= Beginning of Section =
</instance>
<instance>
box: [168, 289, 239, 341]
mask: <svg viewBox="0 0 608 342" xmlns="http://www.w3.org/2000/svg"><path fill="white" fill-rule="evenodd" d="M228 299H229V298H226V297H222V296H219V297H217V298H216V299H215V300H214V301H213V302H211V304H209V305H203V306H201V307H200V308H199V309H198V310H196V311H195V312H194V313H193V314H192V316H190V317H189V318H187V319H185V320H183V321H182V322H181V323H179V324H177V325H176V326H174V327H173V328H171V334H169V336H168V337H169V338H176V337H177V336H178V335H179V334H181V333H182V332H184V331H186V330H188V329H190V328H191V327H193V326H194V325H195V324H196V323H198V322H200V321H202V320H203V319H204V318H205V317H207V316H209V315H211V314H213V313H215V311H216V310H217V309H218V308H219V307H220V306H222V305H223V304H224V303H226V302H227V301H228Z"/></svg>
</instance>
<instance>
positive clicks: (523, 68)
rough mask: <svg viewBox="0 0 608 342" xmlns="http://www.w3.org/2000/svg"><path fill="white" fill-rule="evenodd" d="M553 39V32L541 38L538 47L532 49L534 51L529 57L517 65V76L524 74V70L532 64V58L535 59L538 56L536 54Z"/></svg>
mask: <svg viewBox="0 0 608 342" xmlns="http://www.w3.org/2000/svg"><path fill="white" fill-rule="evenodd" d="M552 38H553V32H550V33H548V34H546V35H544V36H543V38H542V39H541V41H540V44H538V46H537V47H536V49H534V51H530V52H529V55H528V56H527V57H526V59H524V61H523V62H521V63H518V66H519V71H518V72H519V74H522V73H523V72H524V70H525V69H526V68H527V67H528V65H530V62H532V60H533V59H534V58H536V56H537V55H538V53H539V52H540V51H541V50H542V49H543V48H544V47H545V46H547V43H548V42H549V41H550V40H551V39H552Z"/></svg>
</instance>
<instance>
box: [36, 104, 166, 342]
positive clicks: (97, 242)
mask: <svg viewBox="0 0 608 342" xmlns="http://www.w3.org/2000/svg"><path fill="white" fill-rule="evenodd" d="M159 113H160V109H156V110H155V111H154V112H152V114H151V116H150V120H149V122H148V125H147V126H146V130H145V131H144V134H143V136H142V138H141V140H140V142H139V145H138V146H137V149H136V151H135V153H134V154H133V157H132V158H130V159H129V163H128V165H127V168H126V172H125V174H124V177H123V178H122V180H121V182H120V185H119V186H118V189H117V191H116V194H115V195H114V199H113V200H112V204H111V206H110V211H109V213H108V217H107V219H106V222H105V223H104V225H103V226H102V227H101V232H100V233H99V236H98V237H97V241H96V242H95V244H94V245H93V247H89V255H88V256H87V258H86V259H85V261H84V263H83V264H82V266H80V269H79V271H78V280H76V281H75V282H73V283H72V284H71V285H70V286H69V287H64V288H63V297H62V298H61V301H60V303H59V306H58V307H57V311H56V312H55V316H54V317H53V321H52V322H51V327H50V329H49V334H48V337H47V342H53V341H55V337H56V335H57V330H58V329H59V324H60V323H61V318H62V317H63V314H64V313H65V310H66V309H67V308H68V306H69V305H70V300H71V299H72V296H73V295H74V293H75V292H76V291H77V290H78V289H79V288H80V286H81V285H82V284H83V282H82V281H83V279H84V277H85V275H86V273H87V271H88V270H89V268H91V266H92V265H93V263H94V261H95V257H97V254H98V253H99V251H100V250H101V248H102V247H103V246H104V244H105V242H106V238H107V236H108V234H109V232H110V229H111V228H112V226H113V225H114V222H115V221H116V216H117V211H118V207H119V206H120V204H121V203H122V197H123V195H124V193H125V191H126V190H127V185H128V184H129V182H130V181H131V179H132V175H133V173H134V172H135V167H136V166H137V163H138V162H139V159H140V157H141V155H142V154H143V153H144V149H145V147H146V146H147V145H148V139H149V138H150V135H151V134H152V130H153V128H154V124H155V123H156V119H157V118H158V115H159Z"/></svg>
= End of Section =
▶ **Prompt**
Count the lines in the items above that contain the word "positive", and reply with the number alone.

▶ **Result for this exercise**
2